▶ _WHAT THE TASK REQUIRES_: Transcribe the entries below exactly.

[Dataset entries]

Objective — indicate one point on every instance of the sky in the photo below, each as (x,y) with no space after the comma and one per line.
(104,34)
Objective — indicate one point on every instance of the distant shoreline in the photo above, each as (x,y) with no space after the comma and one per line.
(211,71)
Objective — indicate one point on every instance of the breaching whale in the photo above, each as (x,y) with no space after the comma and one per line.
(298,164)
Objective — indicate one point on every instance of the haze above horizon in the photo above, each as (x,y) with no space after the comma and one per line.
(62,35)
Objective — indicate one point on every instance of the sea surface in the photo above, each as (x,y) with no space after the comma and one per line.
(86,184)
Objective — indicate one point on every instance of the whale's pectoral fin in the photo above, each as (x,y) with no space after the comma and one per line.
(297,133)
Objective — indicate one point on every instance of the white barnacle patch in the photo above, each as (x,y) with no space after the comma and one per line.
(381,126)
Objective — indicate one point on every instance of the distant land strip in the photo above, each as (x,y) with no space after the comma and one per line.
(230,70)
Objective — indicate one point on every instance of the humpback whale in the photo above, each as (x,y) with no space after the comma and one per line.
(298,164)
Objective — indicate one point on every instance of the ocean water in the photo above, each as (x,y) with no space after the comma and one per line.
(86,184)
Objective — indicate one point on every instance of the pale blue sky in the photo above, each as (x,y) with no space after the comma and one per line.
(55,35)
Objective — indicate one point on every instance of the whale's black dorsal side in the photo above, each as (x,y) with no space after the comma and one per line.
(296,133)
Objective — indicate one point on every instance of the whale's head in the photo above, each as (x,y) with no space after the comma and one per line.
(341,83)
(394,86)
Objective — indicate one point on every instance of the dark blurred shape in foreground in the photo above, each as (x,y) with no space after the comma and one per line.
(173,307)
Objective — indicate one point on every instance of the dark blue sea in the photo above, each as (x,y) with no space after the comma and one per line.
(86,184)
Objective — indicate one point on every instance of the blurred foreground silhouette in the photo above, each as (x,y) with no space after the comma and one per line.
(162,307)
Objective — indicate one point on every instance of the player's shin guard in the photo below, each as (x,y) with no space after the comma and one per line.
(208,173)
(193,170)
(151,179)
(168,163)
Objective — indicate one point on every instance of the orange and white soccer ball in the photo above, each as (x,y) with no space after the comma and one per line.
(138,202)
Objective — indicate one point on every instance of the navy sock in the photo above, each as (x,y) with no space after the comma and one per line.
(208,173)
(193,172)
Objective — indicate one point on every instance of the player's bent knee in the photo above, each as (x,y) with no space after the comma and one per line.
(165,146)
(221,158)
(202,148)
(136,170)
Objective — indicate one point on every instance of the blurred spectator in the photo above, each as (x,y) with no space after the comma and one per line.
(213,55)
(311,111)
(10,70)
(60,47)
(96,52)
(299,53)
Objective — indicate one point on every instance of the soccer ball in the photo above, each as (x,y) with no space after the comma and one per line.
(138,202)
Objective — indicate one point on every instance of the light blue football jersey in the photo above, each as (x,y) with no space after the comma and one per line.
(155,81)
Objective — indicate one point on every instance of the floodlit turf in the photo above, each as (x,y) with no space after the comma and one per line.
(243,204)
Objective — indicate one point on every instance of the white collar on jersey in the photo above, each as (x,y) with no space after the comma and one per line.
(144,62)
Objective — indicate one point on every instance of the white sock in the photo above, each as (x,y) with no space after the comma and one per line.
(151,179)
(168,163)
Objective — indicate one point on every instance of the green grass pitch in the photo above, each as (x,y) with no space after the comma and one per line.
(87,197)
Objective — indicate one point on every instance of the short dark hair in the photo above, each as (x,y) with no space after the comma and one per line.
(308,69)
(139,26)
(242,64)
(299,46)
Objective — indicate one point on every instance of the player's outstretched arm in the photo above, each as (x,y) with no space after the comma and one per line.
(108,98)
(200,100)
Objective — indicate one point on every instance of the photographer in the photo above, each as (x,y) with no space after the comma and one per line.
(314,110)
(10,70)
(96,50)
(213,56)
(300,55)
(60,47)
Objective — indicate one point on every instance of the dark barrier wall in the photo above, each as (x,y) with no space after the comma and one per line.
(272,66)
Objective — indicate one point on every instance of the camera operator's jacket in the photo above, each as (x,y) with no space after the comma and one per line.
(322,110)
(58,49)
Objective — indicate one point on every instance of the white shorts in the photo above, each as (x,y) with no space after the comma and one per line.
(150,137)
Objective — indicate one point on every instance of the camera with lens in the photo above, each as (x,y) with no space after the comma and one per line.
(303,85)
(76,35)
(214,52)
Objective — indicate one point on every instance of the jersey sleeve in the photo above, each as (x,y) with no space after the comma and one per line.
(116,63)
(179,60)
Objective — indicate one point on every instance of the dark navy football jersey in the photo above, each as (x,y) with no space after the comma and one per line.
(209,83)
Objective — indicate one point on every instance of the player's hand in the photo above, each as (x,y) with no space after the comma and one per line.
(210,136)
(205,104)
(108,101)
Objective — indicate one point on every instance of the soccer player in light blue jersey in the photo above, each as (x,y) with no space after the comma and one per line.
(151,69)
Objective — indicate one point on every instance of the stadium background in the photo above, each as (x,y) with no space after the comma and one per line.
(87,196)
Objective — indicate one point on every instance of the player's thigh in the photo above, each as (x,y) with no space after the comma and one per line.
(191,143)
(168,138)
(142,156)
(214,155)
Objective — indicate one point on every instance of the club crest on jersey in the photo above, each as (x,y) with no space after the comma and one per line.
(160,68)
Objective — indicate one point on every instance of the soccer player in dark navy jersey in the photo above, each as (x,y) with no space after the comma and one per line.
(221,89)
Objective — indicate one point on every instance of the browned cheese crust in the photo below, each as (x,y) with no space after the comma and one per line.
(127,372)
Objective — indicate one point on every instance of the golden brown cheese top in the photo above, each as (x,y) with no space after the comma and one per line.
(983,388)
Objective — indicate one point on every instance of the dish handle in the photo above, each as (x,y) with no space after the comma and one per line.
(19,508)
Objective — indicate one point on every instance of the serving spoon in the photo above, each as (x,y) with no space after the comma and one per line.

▶ _EXPECTED ANSWER_:
Objective — indicate one point on every instance of the sky in the photo below, each as (x,y) with no space after the comma and one per line.
(104,34)
Objective — indicate one point on every instance of the distant shoreline in the photo above, each as (x,y) with no space after the comma and one per line.
(211,71)
Objective — indicate one point on every instance of the breaching whale in the photo above, each as (x,y) with no space after the comma and one per line.
(298,164)
Objective — indicate one point on every instance of the haze above horizon in the photo above, each as (x,y) with no space after the comma and one per line.
(62,35)
Objective — indicate one point on every instance of the sea surface in the photo above, each as (x,y) with no space after the comma and one per line.
(86,184)
Objective — indicate one point on every instance of the whale's pectoral fin in the photo above, each as (x,y) with no space after the comma and one per line.
(297,133)
Objective — indicate one point on every instance of the white barnacle patch in the photo above, each as (x,y) with no space after the comma and one per line.
(381,126)
Objective — indicate one point on every instance of the distant land strip in the photo above, each as (x,y) with no space after the comma and one per line.
(230,70)
Objective — indicate one point on every instance of the humpback whale in the photo above, each as (x,y) with no space after the comma and one per line.
(298,164)
Objective — indicate one point on every instance of the ocean water in the photo above, each as (x,y) with no space after the comma and one per line.
(86,184)
Objective — indicate one point on every instance of the pale blue sky in the photo above, each as (x,y) with no space after the comma and one per line.
(55,35)
Objective — indicate one point on every instance of the whale's black dorsal side in the photo above, each as (x,y) with no space after the comma and one per line.
(296,133)
Objective — indicate one point on every instance of the whale's head in the photo above, each as (x,y) with no space after the comma and one per line.
(341,83)
(394,86)
Objective — indicate one point on every instance of the dark blurred shape in foreground in the photo above, each as (x,y) with no space after the comma and one per line.
(173,307)
Objective — indicate one point on every instance of the dark blue sea in the photo above, each as (x,y) with no space after the comma and one per line.
(86,184)
Objective — indicate one point on every instance of the blurred foreground silhouette in the photo above, each as (x,y) with no space after the comma and one per line.
(162,307)
Objective — indicate one point on every instance of the player's shin guard in the photo below, each as (x,y) with no space after the comma and one per line.
(208,173)
(193,170)
(151,179)
(168,163)
Objective — indicate one point on every instance of the orange and white soccer ball in the photo above, each as (x,y) with no space after the comma and one per line.
(138,202)
Objective — indicate one point on every instance of the navy sock in the photo above, each as (x,y) with no space after the comma and one per line.
(208,173)
(193,172)
Objective — indicate one point on every instance of the player's bent knee in the photo above, each as (x,y) with no space after the comma and one per line.
(165,146)
(221,158)
(202,148)
(136,170)
Objective — indicate one point on every instance of the blurred spectator in the photo above, each as (x,y) with no space after the comma and one per line.
(213,55)
(311,111)
(10,70)
(60,47)
(96,52)
(299,53)
Objective — indicate one point on every instance of the soccer ball in the photo above, each as (x,y) with no space after the comma and one per line.
(138,202)
Objective — indicate one point on every instance of the light blue football jersey in the photo above, each as (x,y) with no space after the comma and one per line.
(155,81)
Objective — indicate one point on every instance of the floodlit turf in the photo above, each as (x,y) with no space after the comma and one per line.
(243,204)
Objective — indicate one point on every instance of the white collar on jersey in the photo above, each as (x,y) with no space after the comma and one per line.
(144,62)
Objective — indicate one point on every instance of the white sock in the photo above, each as (x,y) with no space after the comma and one per line.
(151,179)
(168,163)
Objective — indicate one point on every instance of the green grass pitch in the photo above, each as (x,y) with no space after the comma and one per line.
(87,197)
Objective — indicate one point on every instance of the short dark hair in the photo above, each as (x,y) with no space after the comma and one per line.
(308,69)
(139,26)
(242,64)
(299,46)
Objective — indicate one point on every instance of the player's outstretched arm in the photo above, each as (x,y) with no space after the comma and one per line.
(108,98)
(200,100)
Objective — indicate one point on every instance of the photographer in the photo above, each as (x,y) with no space after the comma and one per line.
(314,110)
(10,70)
(96,50)
(213,56)
(300,55)
(60,47)
Objective — indicate one point on every instance of the dark barrier wall in the photo above, each as (x,y) with no space after the comma and one per line.
(272,66)
Objective — indicate one point on every instance of the camera operator's jacket in the photo above, each as (x,y) with no space after the comma and one per line.
(322,110)
(58,49)
Objective — indicate one point on every instance of the white shorts in the photo above, each as (x,y) with no space after the comma and one per line.
(150,137)
Objective — indicate one point on every instance of the camera with lens in the photo above, each as (x,y) with no space after the comma and one per line.
(303,85)
(76,35)
(214,52)
Objective — indicate one point on every instance of the jersey sleeve in the photo above, each as (x,y) with no space after the comma and one per line.
(116,63)
(179,60)
Objective — indicate one point on every instance of the dark navy football jersey in the photo above, each as (x,y) with no space after the comma and one per line.
(209,83)
Objective — indicate one point on every instance of the player's hand in the photo above, each as (x,y) with no space after the comma and one per line.
(210,136)
(205,104)
(108,101)
Objective — indicate one point on every instance of the soccer player in light blue jersey in the photo above, each as (x,y) with no space after the comma and one per line.
(151,69)
Objective — indicate one point on every instance of the stadium background in the photo above, each as (x,y) with no space after the comma and one per line.
(87,196)
Objective — indicate one point on every instance of the player's thigh in the photo above, each as (x,y) with no space after the comma and one per line.
(191,143)
(168,138)
(142,156)
(214,155)
Objective — indicate one point on every instance of the club crest on jersey in the photo above, each as (x,y) with no space after the comma and one per line.
(160,68)
Objective — indicate one point on every instance of the soccer player in dark navy jersey in the photo above, each as (x,y) with no space after the comma and one per line.
(221,89)
Objective — indicate one point on every instance of the browned cheese crust in the photo below, each as (x,y) with no space after the comma and one per line.
(127,372)
Objective — indicate one point on every instance of the golden brown cheese top in the photo above, each as (x,y) with no space after the comma and one per line.
(983,388)
Objective — indicate one point on every instance of the dish handle in the photo above, each as (x,y) with no space after the comma and one per line.
(19,508)
Objective — indicate one point on every instance of the serving spoon in the photo above, each as (x,y) with no space after the comma and one per line.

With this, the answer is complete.